(Items from a data source)
=== Section Start ===

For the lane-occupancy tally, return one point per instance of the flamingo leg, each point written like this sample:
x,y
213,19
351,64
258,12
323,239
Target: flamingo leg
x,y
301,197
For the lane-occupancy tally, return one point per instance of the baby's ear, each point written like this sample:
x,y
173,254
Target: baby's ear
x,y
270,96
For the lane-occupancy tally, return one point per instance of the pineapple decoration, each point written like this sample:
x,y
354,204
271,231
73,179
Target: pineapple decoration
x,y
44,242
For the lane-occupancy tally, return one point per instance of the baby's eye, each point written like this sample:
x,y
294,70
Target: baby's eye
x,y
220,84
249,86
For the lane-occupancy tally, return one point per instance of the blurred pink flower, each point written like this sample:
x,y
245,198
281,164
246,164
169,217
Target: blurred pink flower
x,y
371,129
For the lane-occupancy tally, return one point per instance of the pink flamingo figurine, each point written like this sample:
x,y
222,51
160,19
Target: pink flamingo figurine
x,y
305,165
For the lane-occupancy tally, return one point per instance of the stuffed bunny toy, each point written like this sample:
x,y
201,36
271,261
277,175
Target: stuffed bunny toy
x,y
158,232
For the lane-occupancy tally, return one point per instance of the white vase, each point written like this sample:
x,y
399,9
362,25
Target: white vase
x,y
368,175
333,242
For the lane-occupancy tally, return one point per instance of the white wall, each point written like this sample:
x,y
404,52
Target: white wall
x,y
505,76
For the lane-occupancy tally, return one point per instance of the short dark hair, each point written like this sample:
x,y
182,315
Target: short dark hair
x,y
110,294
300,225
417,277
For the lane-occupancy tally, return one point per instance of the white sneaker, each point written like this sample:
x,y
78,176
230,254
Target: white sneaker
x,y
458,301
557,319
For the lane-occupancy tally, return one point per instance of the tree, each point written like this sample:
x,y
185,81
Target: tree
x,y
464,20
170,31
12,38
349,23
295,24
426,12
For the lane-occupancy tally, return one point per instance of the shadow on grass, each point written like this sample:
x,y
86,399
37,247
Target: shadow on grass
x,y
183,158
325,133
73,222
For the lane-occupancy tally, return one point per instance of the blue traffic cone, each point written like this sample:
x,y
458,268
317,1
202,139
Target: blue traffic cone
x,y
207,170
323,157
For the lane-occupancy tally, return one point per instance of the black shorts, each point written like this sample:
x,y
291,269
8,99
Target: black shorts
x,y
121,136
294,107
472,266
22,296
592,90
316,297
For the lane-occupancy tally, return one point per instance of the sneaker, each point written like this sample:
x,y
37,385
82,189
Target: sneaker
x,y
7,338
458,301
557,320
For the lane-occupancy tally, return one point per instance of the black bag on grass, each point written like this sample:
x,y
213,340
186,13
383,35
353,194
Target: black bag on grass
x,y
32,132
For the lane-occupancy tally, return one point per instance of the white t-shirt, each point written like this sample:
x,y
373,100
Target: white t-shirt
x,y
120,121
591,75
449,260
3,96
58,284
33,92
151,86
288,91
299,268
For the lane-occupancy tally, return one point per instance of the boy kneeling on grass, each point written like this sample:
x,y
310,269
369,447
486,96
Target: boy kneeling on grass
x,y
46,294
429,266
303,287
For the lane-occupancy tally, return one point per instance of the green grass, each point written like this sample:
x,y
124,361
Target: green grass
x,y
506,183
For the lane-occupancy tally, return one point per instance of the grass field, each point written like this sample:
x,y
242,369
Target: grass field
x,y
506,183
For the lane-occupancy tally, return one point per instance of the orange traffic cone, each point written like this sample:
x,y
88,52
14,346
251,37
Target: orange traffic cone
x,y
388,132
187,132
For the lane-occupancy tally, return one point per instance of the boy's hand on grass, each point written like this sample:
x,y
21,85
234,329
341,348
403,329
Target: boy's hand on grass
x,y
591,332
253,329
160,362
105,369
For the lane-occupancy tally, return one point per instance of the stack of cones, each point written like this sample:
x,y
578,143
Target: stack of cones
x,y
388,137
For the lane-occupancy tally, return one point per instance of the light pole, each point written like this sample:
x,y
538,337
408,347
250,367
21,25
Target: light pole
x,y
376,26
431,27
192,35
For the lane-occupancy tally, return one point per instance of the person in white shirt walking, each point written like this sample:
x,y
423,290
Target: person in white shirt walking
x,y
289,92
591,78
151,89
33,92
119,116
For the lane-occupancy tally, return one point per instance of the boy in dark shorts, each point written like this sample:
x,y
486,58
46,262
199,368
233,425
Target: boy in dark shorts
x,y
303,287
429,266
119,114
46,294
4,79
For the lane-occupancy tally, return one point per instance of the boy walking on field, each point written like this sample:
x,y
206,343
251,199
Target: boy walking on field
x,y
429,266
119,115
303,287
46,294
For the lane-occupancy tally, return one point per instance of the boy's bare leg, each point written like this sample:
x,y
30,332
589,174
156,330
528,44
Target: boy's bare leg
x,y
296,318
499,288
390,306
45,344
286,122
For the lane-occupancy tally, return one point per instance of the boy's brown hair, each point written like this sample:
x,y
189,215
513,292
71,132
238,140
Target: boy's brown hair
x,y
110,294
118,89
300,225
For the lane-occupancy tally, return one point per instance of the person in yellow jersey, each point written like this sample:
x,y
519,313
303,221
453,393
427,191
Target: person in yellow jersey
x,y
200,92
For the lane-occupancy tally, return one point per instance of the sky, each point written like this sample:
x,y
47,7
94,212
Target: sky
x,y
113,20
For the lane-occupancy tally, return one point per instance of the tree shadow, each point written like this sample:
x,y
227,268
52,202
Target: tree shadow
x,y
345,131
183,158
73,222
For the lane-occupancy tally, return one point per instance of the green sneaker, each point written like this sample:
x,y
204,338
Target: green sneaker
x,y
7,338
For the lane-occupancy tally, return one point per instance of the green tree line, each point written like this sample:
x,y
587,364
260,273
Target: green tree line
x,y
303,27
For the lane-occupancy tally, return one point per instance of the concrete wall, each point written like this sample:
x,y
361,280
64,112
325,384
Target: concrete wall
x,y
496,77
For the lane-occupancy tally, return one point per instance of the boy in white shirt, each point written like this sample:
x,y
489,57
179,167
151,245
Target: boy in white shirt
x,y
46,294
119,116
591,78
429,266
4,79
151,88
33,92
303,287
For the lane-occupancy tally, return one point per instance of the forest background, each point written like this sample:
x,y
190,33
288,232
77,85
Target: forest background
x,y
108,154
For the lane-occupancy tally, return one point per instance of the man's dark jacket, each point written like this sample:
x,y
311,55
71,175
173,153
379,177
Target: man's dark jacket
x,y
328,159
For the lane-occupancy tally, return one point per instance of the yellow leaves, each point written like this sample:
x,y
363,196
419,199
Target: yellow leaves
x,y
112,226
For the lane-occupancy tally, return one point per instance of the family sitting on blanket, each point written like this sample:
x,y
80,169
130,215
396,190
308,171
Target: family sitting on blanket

=== Section End ===

When you answer, return the records above exactly as they stand.

For the lane-occupancy tally, return one point per instance of the flamingo leg, each point written like this sample:
x,y
213,19
351,64
258,12
323,239
Target: flamingo leg
x,y
301,197
For the lane-occupancy tally, return one point per instance of the baby's ear, each point written like this sample:
x,y
173,254
Target: baby's ear
x,y
270,96
For the lane-occupancy tally, return one point per instance of the pineapple decoration, each point written like this sample:
x,y
354,204
271,231
73,179
Target: pineapple decoration
x,y
44,242
For the lane-occupancy tally, return one point per instance of the baby's eye, each point written like this sample:
x,y
294,70
Target: baby's eye
x,y
220,84
249,86
For the lane-occupancy tally, return one point per instance of the blurred pink flower, each point written like this sample:
x,y
245,198
281,164
246,164
169,217
Target: blurred pink flower
x,y
371,129
For the lane-occupancy tally, return one point per instance of the pink flamingo figurine, each point written like this sample:
x,y
222,51
160,19
Target: pink flamingo figurine
x,y
305,165
For the lane-occupancy tally, return one point per instance of the stuffed bunny toy, each point written like this sample:
x,y
201,36
271,261
277,175
Target: stuffed bunny toy
x,y
158,232
For the lane-occupancy tally, return one point per instance of the white vase, each point written like this sample:
x,y
399,9
362,25
Target: white vase
x,y
368,175
333,242
For the lane-occupancy tally, return one point per instance of the white wall, each point written like this sample:
x,y
404,52
Target: white wall
x,y
505,76
For the lane-occupancy tally, return one point per instance of the short dark hair, each point written like this sample:
x,y
182,315
Target: short dark hair
x,y
110,294
300,225
417,277
For the lane-occupancy tally, return one point per instance of the white sneaker, each point written like this sample:
x,y
78,176
230,254
Target: white sneaker
x,y
458,301
557,319
For the lane-occupancy tally, return one point per instance of the tree, each point written like this sample:
x,y
185,81
Target: tree
x,y
464,20
170,31
12,38
349,23
295,24
426,12
For the lane-occupancy tally, return one point per instance of the shadow on grass, each point written like this sample:
x,y
86,399
37,247
Target: shadow on grass
x,y
183,158
325,133
73,222
For the lane-occupancy tally, return one point per instance of the blue traffic cone, each point written like this sample:
x,y
458,268
317,1
202,139
Target: blue traffic cone
x,y
207,170
323,157
For the lane-occupancy tally, return one point per instance of the black shorts, each point written like this sample:
x,y
291,269
8,99
Target: black shorts
x,y
121,136
294,107
472,266
22,296
592,90
316,297
For the lane-occupancy tally, return one point per instance of the sneaker, each point written like this sample:
x,y
37,385
82,189
Target: sneaker
x,y
7,338
458,301
557,320
For the lane-occupancy tally, return one point per instance of the black bag on grass, each point written like this sample:
x,y
213,340
186,13
383,35
353,194
Target: black bag on grass
x,y
32,132
For the lane-occupancy tally, return one point per instance of the white t-shirt, each point written like this sample:
x,y
373,100
Target: white t-shirt
x,y
120,121
591,75
449,260
3,96
58,284
33,92
151,86
288,91
299,268
For the lane-occupancy tally, return one point per instance of the boy kneeling on grass, each point written like this sample:
x,y
310,269
369,447
486,96
Target: boy kneeling on grass
x,y
46,294
429,266
303,287
For the lane-occupancy tally, return one point per instance of the green grass, each point written like this sample:
x,y
124,361
Target: green grass
x,y
506,183
For the lane-occupancy tally, return one point per instance of the grass field, each point written like this sample:
x,y
242,369
Target: grass field
x,y
506,183
For the lane-occupancy tally, return one point per instance of the orange traffic cone, each point written like this sample:
x,y
88,52
14,346
251,37
Target: orange traffic cone
x,y
388,132
187,132
For the lane-occupancy tally, return one point per instance of the boy's hand on grass, each point written like this sample:
x,y
21,85
234,329
341,348
403,329
Target: boy's hand on grass
x,y
591,332
253,329
160,362
105,369
For the lane-occupancy tally, return one point per instance of the stack of cones, each point written like this sample:
x,y
578,143
Target: stack of cones
x,y
388,137
For the lane-occupancy tally, return one point per instance of the light pole, each point written like this sample:
x,y
538,337
408,347
250,367
21,25
Target: light pole
x,y
376,26
431,27
192,35
For the lane-occupancy tally, return one point per instance of the person in white shirt walking, each point written like this sample:
x,y
423,290
Target: person in white shirt walking
x,y
289,92
591,78
151,89
33,92
119,116
For the lane-occupancy tally, return one point per instance of the boy in dark shorts, each point written like this sample:
x,y
486,58
46,262
199,368
233,425
Target: boy in dark shorts
x,y
303,287
429,266
119,114
46,294
4,79
For the lane-occupancy tally, return one point per instance of the boy walking on field, each point written like this sample:
x,y
206,343
251,199
Target: boy walking on field
x,y
429,266
119,115
303,287
46,294
For the lane-occupancy tally, return one point per instance of the boy's bare leg, each point written like this sample:
x,y
30,332
589,174
156,330
528,44
Target: boy's bare leg
x,y
296,318
499,288
390,306
45,344
286,122
For the lane-occupancy tally, return one point per instance of the boy's brown hair, each point written like this sample:
x,y
189,215
513,292
71,132
238,140
Target: boy's brown hair
x,y
110,294
118,89
300,225
For the lane-occupancy tally, return one point per instance of the person in yellow jersey, each point written like this sample:
x,y
519,313
303,221
453,393
427,191
Target: person in yellow jersey
x,y
200,92
For the lane-occupancy tally, return one point per instance of the sky, each point written like this sample:
x,y
47,7
94,212
Target: sky
x,y
113,20
For the lane-occupancy tally, return one point per instance of the tree shadow, each point written like this sample:
x,y
227,268
52,202
Target: tree shadow
x,y
345,131
183,158
73,222
For the lane-occupancy tally, return one point per instance of the green sneaker, each point written like this sample:
x,y
204,338
Target: green sneaker
x,y
7,338
For the lane-occupancy tally, return one point per instance of the green tree line, each point written like this sample:
x,y
587,364
260,273
Target: green tree line
x,y
303,27
For the lane-occupancy tally, return one point per instance of the concrete wall, each point written like this sample:
x,y
361,280
64,112
325,384
Target: concrete wall
x,y
496,77
For the lane-occupancy tally, return one point per instance of the boy in white shirt, each point written like this sample:
x,y
489,57
179,167
151,245
Target: boy in white shirt
x,y
46,294
119,116
591,78
429,266
4,79
151,88
33,92
303,287
For the lane-occupancy tally, return one point per instance of the forest background, each point written like this sample:
x,y
190,33
288,232
77,85
Target: forest background
x,y
108,154
For the lane-occupancy tally, return one point per instance of the man's dark jacket, each point written like this sample:
x,y
311,55
71,175
173,153
379,177
Target: man's dark jacket
x,y
328,159
For the lane-occupancy tally, return one point per instance of the yellow leaves, each point written like this sample:
x,y
363,196
419,199
Target: yellow leaves
x,y
112,226
For the lane-occupancy tally, return one point per instance of the family sitting on blanket, each point written like this sample:
x,y
80,169
130,215
396,190
308,171
Target: family sitting on blanket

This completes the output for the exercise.